# Exercise details
Tally the lines in the rows below that contain the word "indoor", and reply with only that number.

##############################

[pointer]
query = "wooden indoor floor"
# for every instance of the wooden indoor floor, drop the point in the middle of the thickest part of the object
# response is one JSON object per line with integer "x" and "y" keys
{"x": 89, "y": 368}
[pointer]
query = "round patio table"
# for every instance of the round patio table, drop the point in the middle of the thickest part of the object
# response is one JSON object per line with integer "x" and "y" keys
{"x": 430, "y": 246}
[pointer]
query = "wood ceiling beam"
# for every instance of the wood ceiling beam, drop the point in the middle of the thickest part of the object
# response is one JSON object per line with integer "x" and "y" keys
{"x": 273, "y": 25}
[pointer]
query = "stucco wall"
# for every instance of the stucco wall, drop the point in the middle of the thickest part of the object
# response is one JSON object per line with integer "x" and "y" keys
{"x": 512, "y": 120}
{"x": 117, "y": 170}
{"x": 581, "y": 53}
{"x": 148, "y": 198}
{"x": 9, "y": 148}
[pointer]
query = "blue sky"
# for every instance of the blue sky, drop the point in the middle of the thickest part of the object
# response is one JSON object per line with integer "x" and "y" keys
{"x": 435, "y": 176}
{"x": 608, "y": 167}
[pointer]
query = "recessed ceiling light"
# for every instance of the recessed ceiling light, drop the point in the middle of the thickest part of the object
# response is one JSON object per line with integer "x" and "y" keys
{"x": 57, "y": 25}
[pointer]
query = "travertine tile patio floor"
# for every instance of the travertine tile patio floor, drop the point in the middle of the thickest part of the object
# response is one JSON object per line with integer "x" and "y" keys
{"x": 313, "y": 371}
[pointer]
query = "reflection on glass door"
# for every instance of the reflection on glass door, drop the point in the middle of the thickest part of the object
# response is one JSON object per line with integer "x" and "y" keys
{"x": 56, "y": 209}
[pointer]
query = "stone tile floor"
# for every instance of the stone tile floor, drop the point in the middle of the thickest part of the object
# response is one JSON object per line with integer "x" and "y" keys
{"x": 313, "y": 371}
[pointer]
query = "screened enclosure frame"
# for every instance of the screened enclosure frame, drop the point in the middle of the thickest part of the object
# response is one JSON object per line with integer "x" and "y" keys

##############################

# Response for this exercise
2